Martin Luther on the Bondage of the Will

Many of the following quotes I found to be really delightful. They come from, what Luther saw as his most important work,"The Bondage of the Will".

For context, Luther, is responding to some of Erasmus' assertions in support of our natural moral ability to obey the gospel. Erasmus presupposed that all of God's commands to obey proved that we had the "free-will" to do so. Luther, with great wit and irony exposes why free will is an erroneous, unscriptural doctrine which, ultimately, undermines the gospel itself.

These quotes hit the crux of the issue: whether grace alone saves or whether salvation is a mixture of nature with little sprinkling of grace. This is still extremely relevant for today's Christian, for many of us carry the that unbiblical assumption that Erasmus held, which concludes any command from God to believe or obey the gospel, must somewhow imply the moral ability to to do so. Large numbers of evangelicals today make this same jump in logic and build a whole theology on it ...assuming God's commands somehow automatically implies moral ability (this belief includes, ironically, many Lutherans), but as Dr. Luther said to Erasmus, "when you are finished with all your commands and exhortations ... I’ll write Ro.3:20 over the top of it all" ("...through the law comes knowledge of sin."). In other words, the commands exist to show what we cannot do rather than what we can do and our inability to repay our debt to God does not take away our accountablity to do so.

- **THE TASK**
Answer these questions from the passage on Luther and free will above:
1. From which of Luther's works do the quotes come?
2. What did Erasmus presuppose that God's commands to obey proved?
3. Which verse did Luther tell Erasmus he would write over the top of it all?

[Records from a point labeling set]
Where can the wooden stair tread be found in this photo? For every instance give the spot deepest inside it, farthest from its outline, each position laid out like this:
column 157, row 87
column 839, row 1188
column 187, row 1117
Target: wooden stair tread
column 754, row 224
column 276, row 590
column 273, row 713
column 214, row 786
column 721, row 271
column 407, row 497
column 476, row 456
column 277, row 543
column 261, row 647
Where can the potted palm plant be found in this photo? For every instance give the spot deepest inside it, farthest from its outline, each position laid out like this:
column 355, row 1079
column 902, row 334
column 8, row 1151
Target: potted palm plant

- **OUTPUT FOR THIS TASK**
1. "The Bondage of the Will"
2. That we had the "free-will" to obey.
3. Ro.3:20